## [Exercise task]
Count the lines in the entries below that contain the string "white", treating uppercase and lowercase as different. Reply with the number alone.

## [Given records]
START

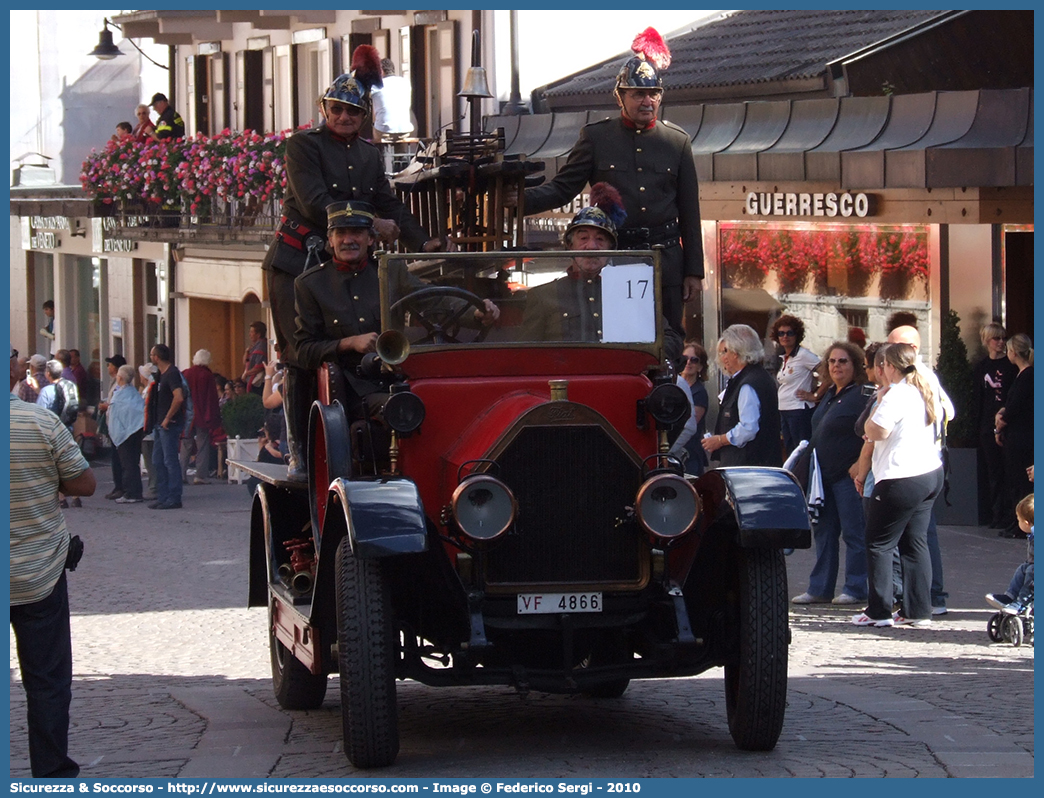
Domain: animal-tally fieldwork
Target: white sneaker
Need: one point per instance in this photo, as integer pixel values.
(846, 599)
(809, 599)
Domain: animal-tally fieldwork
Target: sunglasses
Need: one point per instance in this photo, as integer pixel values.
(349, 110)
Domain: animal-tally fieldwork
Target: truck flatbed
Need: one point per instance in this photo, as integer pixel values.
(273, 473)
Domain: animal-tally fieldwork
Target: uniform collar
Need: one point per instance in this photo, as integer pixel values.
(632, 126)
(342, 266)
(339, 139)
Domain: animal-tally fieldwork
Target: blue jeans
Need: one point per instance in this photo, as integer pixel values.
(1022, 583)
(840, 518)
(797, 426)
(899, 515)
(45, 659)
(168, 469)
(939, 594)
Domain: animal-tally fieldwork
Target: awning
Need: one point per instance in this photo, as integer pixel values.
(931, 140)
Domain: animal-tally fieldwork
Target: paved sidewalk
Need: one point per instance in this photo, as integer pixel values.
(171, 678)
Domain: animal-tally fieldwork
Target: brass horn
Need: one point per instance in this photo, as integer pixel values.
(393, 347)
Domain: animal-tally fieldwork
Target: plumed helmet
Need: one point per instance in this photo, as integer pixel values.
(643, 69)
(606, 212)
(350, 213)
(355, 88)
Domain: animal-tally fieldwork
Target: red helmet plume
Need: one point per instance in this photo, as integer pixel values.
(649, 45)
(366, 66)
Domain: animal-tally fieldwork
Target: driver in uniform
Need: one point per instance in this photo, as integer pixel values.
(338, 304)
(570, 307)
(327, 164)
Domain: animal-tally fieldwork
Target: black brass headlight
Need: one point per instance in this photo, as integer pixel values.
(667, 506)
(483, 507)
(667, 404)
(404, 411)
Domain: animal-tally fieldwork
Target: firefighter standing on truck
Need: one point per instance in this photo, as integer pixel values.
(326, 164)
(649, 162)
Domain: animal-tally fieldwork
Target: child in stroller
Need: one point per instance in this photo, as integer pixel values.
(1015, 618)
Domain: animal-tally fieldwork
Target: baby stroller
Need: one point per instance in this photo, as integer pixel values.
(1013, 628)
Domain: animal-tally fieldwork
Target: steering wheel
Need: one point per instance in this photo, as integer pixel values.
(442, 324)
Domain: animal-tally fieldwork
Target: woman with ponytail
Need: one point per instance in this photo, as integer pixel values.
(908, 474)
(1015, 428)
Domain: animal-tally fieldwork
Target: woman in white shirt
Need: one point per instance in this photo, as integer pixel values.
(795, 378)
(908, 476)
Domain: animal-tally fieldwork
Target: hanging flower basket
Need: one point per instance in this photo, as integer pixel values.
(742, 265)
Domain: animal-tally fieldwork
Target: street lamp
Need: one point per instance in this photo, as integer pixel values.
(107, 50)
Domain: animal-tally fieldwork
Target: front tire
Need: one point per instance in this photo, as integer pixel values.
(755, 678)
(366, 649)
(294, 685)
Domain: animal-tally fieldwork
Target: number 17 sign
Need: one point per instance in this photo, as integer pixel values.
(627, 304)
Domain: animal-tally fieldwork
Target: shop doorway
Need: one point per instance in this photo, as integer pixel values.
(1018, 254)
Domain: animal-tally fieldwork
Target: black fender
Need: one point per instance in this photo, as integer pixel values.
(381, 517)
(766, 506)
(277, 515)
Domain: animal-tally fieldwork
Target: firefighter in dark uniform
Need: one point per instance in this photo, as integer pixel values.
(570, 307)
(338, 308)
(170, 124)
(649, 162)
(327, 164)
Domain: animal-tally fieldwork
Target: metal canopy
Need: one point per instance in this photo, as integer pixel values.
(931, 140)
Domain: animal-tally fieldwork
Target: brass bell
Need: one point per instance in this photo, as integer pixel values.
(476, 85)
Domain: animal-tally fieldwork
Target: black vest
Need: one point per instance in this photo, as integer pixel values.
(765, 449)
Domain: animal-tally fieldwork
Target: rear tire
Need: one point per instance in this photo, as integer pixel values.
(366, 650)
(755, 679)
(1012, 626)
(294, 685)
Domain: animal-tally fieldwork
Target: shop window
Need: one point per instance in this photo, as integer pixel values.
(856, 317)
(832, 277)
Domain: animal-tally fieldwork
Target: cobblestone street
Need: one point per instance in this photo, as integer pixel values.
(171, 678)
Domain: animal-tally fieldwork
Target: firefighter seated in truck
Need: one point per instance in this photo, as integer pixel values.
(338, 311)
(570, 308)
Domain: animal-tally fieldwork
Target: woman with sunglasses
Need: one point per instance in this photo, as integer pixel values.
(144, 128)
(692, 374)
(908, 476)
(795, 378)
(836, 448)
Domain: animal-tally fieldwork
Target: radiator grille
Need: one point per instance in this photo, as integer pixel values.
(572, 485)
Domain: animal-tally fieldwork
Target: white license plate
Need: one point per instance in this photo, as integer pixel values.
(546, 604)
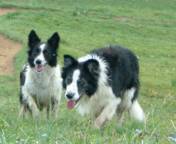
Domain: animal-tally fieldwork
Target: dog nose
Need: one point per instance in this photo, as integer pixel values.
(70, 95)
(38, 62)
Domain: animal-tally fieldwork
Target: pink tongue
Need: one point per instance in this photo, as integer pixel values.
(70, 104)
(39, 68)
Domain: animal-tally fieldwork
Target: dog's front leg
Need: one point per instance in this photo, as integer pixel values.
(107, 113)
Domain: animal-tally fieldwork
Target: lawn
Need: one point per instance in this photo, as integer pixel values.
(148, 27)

END
START

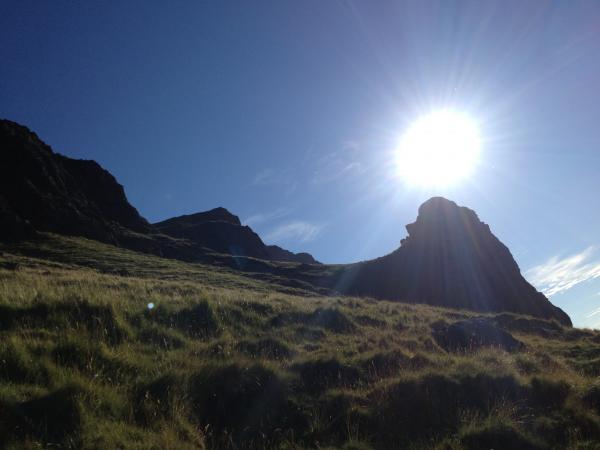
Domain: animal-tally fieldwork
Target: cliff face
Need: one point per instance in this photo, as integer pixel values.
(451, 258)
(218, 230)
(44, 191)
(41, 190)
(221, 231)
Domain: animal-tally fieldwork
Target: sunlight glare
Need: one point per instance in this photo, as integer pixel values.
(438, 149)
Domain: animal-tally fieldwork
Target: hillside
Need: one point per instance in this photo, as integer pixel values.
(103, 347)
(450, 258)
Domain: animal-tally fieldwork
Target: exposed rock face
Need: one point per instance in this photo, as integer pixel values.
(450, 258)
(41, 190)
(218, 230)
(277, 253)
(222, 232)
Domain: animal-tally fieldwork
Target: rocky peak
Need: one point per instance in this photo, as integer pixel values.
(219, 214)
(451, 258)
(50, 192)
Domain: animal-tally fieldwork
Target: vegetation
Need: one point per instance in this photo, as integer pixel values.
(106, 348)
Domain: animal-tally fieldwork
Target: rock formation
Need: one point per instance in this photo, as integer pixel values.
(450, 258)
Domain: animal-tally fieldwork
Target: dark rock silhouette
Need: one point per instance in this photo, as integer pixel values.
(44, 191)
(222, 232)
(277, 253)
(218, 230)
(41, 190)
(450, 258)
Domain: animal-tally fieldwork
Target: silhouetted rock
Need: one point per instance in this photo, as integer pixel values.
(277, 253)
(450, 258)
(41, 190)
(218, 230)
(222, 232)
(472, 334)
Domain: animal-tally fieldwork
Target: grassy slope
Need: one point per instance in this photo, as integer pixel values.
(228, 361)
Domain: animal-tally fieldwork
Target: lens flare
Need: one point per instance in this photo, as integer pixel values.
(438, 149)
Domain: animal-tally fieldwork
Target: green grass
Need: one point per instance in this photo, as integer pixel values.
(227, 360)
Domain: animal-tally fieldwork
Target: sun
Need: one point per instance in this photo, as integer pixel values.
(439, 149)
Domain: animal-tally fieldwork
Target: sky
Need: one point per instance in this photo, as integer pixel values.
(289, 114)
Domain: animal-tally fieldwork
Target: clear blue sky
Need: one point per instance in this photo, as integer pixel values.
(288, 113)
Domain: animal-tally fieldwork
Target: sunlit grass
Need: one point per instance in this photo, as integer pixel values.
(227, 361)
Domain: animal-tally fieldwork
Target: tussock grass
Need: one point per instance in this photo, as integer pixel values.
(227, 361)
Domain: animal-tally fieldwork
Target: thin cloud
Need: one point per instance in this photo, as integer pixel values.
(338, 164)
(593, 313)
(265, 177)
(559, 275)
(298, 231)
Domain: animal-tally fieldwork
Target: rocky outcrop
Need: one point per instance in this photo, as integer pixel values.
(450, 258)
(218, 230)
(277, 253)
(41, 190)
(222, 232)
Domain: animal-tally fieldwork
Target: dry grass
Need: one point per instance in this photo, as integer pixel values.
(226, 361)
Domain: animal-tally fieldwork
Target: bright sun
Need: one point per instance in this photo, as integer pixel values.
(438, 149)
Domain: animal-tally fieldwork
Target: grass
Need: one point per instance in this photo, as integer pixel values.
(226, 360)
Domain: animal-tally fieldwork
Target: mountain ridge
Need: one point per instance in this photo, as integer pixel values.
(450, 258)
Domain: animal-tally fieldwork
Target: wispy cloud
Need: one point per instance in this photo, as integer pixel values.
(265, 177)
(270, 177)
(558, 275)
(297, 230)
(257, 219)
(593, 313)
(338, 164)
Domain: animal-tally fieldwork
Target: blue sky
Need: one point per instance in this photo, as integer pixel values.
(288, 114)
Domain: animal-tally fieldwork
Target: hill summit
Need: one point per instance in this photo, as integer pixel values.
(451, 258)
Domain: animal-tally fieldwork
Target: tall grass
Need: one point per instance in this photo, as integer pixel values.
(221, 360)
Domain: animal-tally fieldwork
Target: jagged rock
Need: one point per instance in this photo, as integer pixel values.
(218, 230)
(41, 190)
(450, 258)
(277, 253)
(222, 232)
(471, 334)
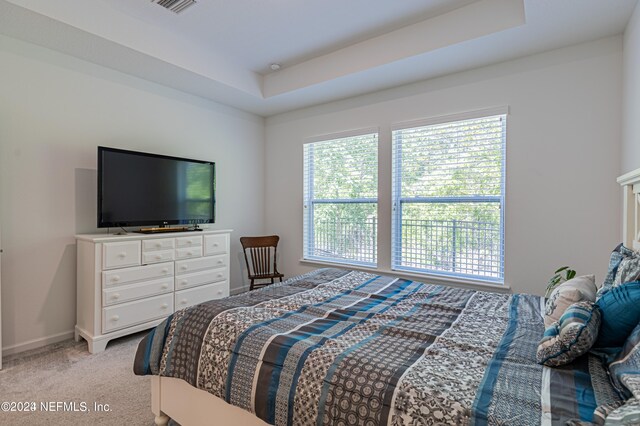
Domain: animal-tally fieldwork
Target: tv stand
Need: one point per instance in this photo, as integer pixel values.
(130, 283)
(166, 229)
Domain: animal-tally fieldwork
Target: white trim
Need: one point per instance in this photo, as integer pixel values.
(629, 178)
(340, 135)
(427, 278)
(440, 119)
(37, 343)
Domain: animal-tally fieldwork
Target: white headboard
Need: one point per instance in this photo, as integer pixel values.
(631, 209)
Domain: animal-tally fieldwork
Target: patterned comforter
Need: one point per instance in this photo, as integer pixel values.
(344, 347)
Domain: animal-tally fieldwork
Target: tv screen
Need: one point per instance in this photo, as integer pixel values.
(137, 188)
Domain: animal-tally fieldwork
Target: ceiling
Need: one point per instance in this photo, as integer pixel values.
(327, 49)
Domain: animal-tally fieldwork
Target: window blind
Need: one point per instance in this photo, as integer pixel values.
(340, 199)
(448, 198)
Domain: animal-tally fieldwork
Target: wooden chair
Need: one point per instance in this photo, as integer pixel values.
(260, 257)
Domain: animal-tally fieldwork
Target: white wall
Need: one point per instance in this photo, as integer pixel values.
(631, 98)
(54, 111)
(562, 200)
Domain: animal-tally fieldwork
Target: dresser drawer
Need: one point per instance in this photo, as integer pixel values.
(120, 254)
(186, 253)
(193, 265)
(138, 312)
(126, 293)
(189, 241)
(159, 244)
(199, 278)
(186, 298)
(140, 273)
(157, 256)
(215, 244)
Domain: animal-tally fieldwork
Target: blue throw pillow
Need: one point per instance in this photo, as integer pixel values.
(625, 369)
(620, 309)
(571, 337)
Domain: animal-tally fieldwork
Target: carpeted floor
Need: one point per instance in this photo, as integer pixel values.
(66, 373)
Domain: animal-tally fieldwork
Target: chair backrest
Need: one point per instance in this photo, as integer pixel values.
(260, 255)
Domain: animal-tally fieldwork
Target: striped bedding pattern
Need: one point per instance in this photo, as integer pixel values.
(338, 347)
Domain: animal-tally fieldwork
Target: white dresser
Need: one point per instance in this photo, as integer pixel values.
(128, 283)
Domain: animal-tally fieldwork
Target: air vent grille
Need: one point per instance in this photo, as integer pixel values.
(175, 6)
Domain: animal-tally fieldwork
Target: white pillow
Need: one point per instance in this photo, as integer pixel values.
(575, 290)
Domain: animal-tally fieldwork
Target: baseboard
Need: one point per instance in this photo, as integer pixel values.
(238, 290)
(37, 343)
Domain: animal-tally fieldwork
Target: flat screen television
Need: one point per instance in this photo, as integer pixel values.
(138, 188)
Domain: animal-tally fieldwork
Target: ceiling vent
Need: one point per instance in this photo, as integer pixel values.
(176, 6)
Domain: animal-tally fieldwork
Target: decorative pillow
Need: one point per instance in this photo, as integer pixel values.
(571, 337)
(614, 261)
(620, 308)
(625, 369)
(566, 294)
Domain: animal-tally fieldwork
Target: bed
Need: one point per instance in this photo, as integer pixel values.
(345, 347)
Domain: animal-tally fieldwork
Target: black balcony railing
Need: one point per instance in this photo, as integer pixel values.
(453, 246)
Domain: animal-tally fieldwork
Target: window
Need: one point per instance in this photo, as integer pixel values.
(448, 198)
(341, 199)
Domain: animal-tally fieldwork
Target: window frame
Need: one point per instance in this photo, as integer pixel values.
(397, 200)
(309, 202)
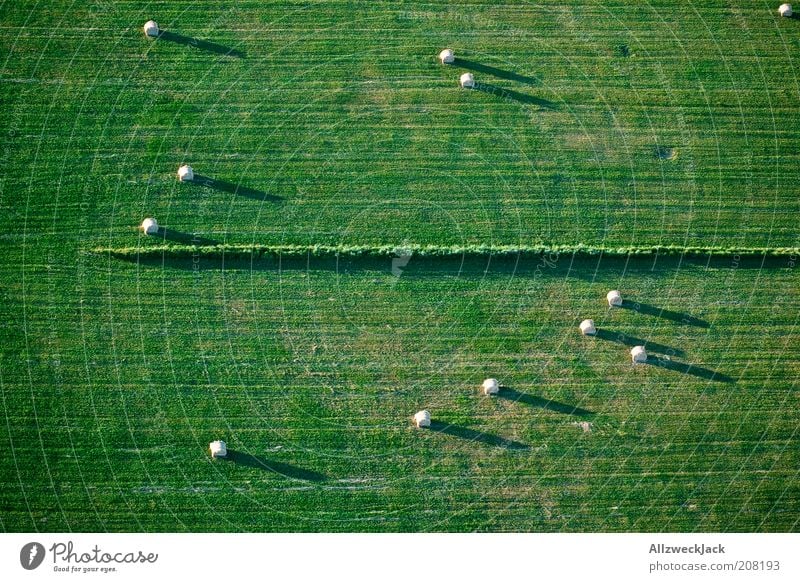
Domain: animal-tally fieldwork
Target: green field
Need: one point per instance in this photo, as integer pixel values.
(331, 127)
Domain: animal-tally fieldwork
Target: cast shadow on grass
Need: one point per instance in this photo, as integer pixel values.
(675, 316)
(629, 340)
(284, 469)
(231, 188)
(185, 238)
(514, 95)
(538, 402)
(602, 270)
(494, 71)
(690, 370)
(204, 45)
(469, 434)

END

## [Exercise solution]
8